Stated goal ▸ Rewrite every line of the items below, substituting "Annotator note" for each occurrence of "Reviewer note" and leaving everything else unchanged. Omit the pictures from your answer.

Recorded data ▸
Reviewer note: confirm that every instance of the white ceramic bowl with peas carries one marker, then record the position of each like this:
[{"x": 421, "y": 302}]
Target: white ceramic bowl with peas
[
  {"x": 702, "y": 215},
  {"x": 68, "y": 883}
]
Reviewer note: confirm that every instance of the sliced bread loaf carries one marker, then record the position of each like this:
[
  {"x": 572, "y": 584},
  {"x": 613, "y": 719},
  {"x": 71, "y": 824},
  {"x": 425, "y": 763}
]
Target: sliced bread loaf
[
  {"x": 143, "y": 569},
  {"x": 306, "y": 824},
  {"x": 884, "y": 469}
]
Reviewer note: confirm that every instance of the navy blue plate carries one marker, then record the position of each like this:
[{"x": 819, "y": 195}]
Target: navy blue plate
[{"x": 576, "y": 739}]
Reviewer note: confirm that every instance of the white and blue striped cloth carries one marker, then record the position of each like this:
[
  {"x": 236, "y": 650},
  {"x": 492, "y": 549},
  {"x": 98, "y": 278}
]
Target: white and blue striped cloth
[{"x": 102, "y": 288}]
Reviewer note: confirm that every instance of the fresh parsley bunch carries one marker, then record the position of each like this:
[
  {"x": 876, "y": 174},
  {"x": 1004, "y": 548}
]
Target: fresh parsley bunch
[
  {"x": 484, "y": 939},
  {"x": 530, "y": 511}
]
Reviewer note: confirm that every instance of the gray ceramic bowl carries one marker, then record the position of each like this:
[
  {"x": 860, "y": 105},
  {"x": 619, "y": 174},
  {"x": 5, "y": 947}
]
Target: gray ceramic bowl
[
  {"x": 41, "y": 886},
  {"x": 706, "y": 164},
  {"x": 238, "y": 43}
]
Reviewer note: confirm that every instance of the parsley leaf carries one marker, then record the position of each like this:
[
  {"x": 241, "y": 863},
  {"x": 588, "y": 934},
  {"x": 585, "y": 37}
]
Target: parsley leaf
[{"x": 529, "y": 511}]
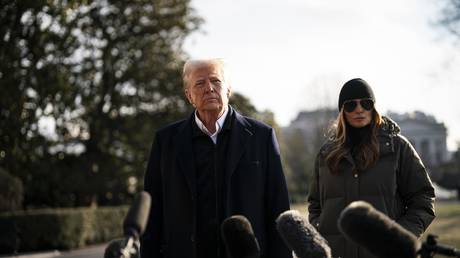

Response below ▸
Annotator note: confirm that every instance of the white ceramic bowl with peas carries one marker, then record the position of each like this:
[{"x": 421, "y": 302}]
Target: white ceramic bowl with peas
[
  {"x": 702, "y": 215},
  {"x": 68, "y": 883}
]
Annotator note: confirm that every instance of the sliced bread loaf carries one marker, then record the position of each like this:
[
  {"x": 572, "y": 584},
  {"x": 613, "y": 719},
  {"x": 71, "y": 824},
  {"x": 425, "y": 763}
]
Target: sliced bread loaf
[
  {"x": 143, "y": 569},
  {"x": 306, "y": 824},
  {"x": 884, "y": 469}
]
Annotator note: confirm that every instance of the navy blue plate carries one marker, then record the position of each like this:
[{"x": 819, "y": 195}]
Target: navy blue plate
[{"x": 576, "y": 739}]
Annotator note: confirm that every instance of the white and blue striped cloth carries one marker, then record the position of each like this:
[
  {"x": 236, "y": 650},
  {"x": 492, "y": 549},
  {"x": 98, "y": 278}
]
Target: white and blue striped cloth
[{"x": 102, "y": 288}]
Annotator note: confirm that every instance of the fresh parsley bunch carries one marker, then record the position of each like this:
[
  {"x": 876, "y": 174},
  {"x": 1004, "y": 548}
]
Target: fresh parsley bunch
[
  {"x": 484, "y": 939},
  {"x": 530, "y": 511}
]
Annotator note: confirm that every instance of the gray ceramic bowl carries one marker, then record the position of each like this:
[
  {"x": 860, "y": 105},
  {"x": 619, "y": 174},
  {"x": 5, "y": 947}
]
Target: gray ceramic bowl
[
  {"x": 41, "y": 886},
  {"x": 706, "y": 164},
  {"x": 238, "y": 43}
]
Annotator note: confirm that every instance of the parsley leaf carries one marker, then record the position of each like this:
[
  {"x": 241, "y": 863},
  {"x": 588, "y": 934},
  {"x": 585, "y": 37}
]
Target: parsley leaf
[{"x": 529, "y": 511}]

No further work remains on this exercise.